Every line from the one with "For every instance of the rocky" through the final line of the entries below should be returned exactly; leave out all other lines.

Image point grounding data:

* * *

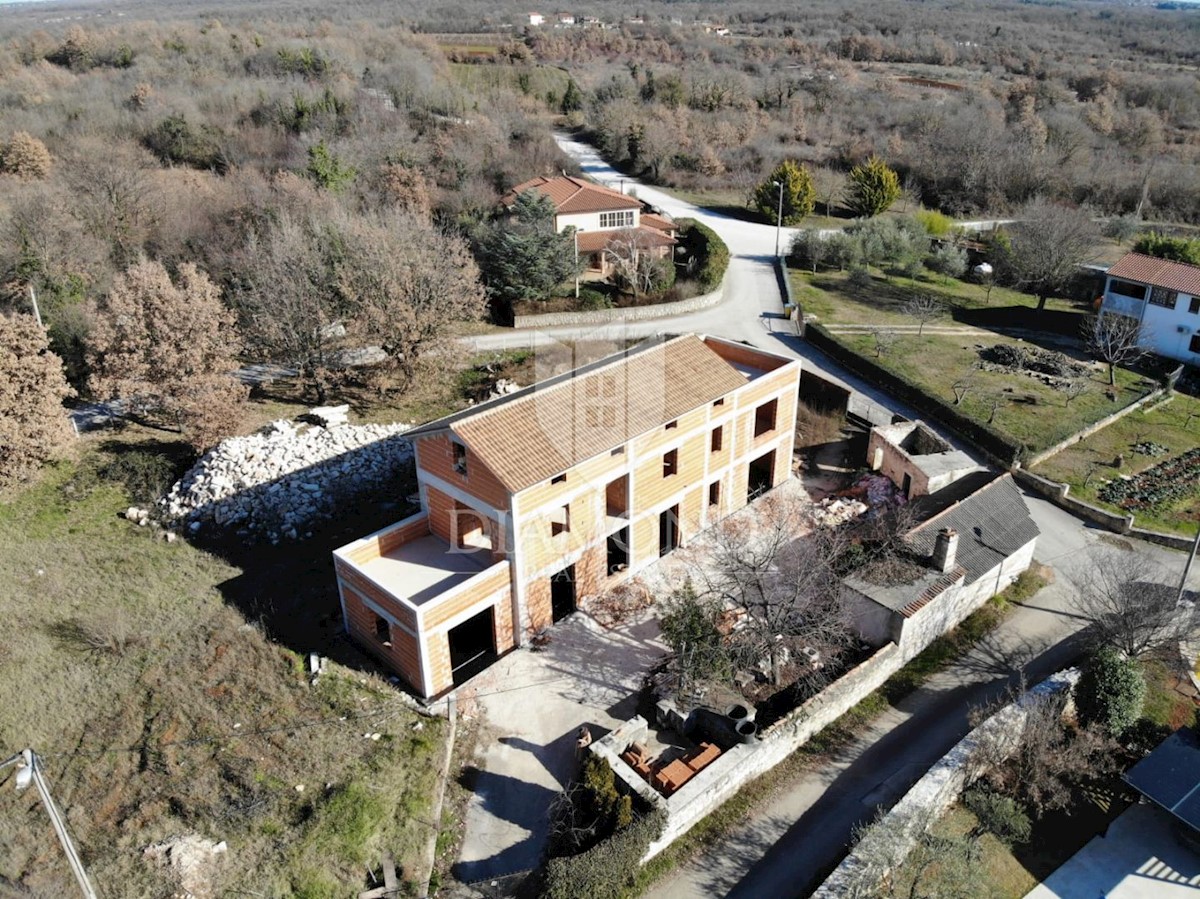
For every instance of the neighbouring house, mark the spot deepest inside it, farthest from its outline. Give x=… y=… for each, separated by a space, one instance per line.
x=1164 y=297
x=916 y=459
x=975 y=539
x=538 y=498
x=605 y=221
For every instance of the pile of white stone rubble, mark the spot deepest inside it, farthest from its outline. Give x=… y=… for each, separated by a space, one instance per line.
x=276 y=484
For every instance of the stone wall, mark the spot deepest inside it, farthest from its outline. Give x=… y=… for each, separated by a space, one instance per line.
x=1093 y=427
x=725 y=777
x=630 y=313
x=939 y=789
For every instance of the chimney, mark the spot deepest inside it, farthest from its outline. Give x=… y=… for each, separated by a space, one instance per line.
x=946 y=549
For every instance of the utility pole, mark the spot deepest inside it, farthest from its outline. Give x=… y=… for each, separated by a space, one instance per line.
x=33 y=299
x=779 y=220
x=1187 y=568
x=29 y=768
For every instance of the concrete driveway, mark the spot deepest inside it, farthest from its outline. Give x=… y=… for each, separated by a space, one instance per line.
x=1138 y=858
x=531 y=706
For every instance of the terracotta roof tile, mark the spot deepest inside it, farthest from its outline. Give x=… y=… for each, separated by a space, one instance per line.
x=541 y=431
x=574 y=195
x=593 y=241
x=1162 y=273
x=658 y=222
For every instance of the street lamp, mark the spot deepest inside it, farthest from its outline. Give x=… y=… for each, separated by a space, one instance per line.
x=779 y=220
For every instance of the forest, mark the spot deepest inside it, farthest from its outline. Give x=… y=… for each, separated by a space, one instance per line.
x=286 y=149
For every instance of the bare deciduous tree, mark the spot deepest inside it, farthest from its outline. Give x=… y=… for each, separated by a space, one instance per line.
x=34 y=425
x=1126 y=598
x=288 y=298
x=168 y=348
x=1115 y=340
x=405 y=283
x=1049 y=241
x=634 y=267
x=1042 y=765
x=924 y=309
x=786 y=580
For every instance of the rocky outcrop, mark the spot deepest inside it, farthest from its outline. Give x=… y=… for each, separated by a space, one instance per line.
x=279 y=483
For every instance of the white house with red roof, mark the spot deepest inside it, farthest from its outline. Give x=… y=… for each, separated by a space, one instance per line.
x=1164 y=297
x=605 y=220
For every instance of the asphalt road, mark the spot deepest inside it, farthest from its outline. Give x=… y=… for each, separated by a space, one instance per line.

* * *

- _OUTPUT FOR THIS TASK_:
For every instance of the rocky outcrop, mark the spot deepest inside it, farthest from its outline. Give x=… y=… for each, separated by a space, one instance per line.
x=279 y=483
For every instance of the white house with red roof, mark the spot deepest inside it, farthest from its outline. Give x=… y=… for each, separated by a space, one instance per line.
x=1164 y=297
x=605 y=220
For every instance of the asphalt road, mark the spot deepest inside it, farthest from its outline. Give x=… y=… for each, separated by a space, one instance per line.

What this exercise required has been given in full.